━━━ MATERIAL

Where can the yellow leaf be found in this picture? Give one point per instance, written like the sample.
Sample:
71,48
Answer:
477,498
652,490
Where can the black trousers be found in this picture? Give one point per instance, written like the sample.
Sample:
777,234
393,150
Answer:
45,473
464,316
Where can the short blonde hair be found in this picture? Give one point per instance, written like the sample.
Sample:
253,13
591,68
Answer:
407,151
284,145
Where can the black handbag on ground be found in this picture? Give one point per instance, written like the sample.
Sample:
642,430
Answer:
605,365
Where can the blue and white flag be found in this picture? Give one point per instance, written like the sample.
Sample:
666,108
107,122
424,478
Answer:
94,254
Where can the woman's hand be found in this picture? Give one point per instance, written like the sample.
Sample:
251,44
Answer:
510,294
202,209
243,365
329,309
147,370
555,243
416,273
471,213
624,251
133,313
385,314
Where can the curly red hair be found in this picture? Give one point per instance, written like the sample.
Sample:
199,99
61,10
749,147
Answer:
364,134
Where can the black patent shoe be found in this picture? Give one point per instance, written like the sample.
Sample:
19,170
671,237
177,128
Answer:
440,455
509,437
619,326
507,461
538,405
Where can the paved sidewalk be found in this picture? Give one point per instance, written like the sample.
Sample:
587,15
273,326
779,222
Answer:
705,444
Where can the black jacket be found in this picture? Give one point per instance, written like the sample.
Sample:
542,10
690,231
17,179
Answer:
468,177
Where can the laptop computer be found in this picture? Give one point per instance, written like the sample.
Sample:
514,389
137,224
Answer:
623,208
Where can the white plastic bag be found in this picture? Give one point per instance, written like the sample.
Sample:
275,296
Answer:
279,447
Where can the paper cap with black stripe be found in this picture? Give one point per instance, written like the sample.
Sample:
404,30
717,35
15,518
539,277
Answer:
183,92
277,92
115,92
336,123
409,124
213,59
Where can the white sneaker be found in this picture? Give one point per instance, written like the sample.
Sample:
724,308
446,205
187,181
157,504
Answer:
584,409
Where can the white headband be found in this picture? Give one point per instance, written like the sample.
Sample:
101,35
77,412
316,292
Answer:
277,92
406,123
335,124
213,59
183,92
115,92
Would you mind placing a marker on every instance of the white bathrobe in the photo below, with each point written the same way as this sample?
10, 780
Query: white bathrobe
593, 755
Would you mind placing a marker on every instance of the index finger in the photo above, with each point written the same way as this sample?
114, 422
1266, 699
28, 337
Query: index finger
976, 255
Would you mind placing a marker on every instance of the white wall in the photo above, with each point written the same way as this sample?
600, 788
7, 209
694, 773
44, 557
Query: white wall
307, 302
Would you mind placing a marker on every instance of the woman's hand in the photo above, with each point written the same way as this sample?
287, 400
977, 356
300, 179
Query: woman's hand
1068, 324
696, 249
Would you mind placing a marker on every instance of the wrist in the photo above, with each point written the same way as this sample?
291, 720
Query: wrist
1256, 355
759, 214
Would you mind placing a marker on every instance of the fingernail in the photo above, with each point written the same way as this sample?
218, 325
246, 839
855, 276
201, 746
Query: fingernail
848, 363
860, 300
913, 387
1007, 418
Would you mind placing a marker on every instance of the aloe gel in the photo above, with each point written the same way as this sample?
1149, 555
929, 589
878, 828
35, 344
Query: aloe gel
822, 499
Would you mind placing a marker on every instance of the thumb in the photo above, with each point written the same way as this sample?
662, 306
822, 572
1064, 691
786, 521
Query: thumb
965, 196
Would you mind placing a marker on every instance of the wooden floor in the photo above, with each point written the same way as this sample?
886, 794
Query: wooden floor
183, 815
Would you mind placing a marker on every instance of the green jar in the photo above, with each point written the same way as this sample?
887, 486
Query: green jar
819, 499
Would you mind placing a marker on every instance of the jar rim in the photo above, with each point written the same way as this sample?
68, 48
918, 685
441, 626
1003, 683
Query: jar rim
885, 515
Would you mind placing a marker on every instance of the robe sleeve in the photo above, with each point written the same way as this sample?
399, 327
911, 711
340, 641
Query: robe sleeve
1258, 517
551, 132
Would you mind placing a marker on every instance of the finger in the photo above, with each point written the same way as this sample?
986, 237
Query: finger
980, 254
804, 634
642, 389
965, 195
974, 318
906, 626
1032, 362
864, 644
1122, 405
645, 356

━━━━━━

§ THE REQUEST
Extract all the entries word for word.

§ SOLUTION TO THIS TASK
Where can the yellow leaf be found in this picture? Give one point per instance, written like the sample.
Sample:
71,48
Answer:
477,498
652,490
Where can the black trousers be found in this picture? Give one point per instance, written like the sample.
Sample:
777,234
393,150
Answer:
45,473
464,316
Where can the short blonde hair be found in this picture? Give one point per instance, written like the sample.
Sample:
253,13
591,68
Answer:
407,151
284,145
Where can the black handbag on ground be found in this picture? Give one point per instance, written like the sample.
Sample:
642,430
Answer:
605,365
Where can the blue and white flag be found in this picture? Give one point per instance, written like the sample.
Sample:
666,108
107,122
424,478
Answer:
94,254
Where can the woman's hand be found in this picture? Give one point per instance, written like the sample.
Sample:
251,44
Answer:
510,294
202,209
243,365
329,309
147,370
555,243
416,273
471,213
624,251
133,313
385,314
Where can the curly red hair be found in this picture? Give one point per instance, written like the sample.
Sample:
199,99
61,10
749,147
Answer:
364,134
Where can the black patent shoe be found in this picture? Give one point per instance, written like the sample.
Sample:
19,170
671,237
177,128
Answer:
440,455
509,437
619,326
507,461
538,405
Where can the paved sidewalk be found in this picture? Give one point per instance, written like the sample.
Sample:
587,15
273,326
779,222
Answer:
705,444
Where can the black jacket be found in this picture? Give one point per instance, written like the sample.
Sample:
542,10
690,231
17,179
Answer:
468,177
Where can the laptop computer be found in this picture? Give one point per instance, written like the sample.
Sample:
514,389
137,224
Answer:
623,208
Where can the white plastic bag be found in this picture? Give one point per instance, written like the sample.
Sample:
275,296
Answer:
279,447
Where can the paper cap with black stripe be found in this picture? Give one point per instance, written like the sample.
Sample:
404,30
717,35
15,518
539,277
Answer:
183,92
277,92
115,92
336,123
409,124
213,59
Where can the white sneaker be found in this picture? Give one point per instance, written like the sample.
Sample:
724,308
446,205
187,181
157,504
Answer:
584,409
Where can the white headband be found in this picture? Give one point per instance, written like the sample.
Sample:
101,35
77,412
316,292
Answer:
277,92
406,123
335,124
213,59
183,92
115,92
Would you mind placing a marker on every instance of the white bathrobe in the photo below, with each point written the same way as this sample?
10, 780
Query: white bathrobe
593, 755
Would you mind placing a marker on every instance of the index finger in the photo above, with each point written the same way as this sample?
114, 422
1266, 699
28, 337
Query: index finger
976, 255
Would you mind placing a marker on every instance of the white wall in the photo above, with each point written the same way as this sample?
600, 788
7, 209
694, 773
44, 557
Query: white wall
307, 302
Would you mind placing a marker on every instance of the woman's hand in the photo above, with each point written the same way as this sample?
287, 400
977, 356
300, 179
Query: woman's hand
1068, 324
696, 249
Would you mind placing a marker on every instance of the wrist in the photo above, with each point written the same way as this sample?
291, 720
Query: wrist
1256, 355
759, 214
Would you mind placing a marker on every instance of the fingernail in the photo above, with each point written the same way as this sample?
218, 325
246, 839
855, 276
201, 746
Query: fingernail
848, 363
860, 300
913, 387
1007, 418
Would you mind placing a marker on every instance of the aloe gel in the photo above, with each point written the same way as this sample?
1149, 555
929, 589
878, 828
35, 344
Query: aloe gel
822, 499
Would you mind placing a marker on every instance of the thumb in the photo above, with each point written the same way as this sample?
662, 306
822, 572
1064, 691
786, 521
Query: thumb
965, 196
Would you mind placing a marker on every instance of the wooden floor in the photo above, with each point written the same way as this sample?
886, 794
Query: wooden floor
183, 815
Would you mind placing a marker on every instance of the green jar in the photo above, with each point written the same way as this sample?
887, 486
Query: green jar
819, 499
Would you mind placing a marker on every instance of the jar rim in the photo above, with each point written the same way as this sample?
68, 48
918, 685
441, 626
1003, 683
Query: jar rim
885, 515
Would you mind placing a marker on every instance of the robe sleeve in the photo above, with each point written the same way as this sample?
399, 327
911, 711
340, 641
Query: robe sleeve
1258, 517
551, 132
Would you mind placing a marker on every instance of the finger in the photo above, with each point written the same way as this sample?
986, 237
Query: finger
980, 254
804, 634
642, 389
965, 195
974, 318
906, 626
1032, 362
864, 644
1122, 405
645, 356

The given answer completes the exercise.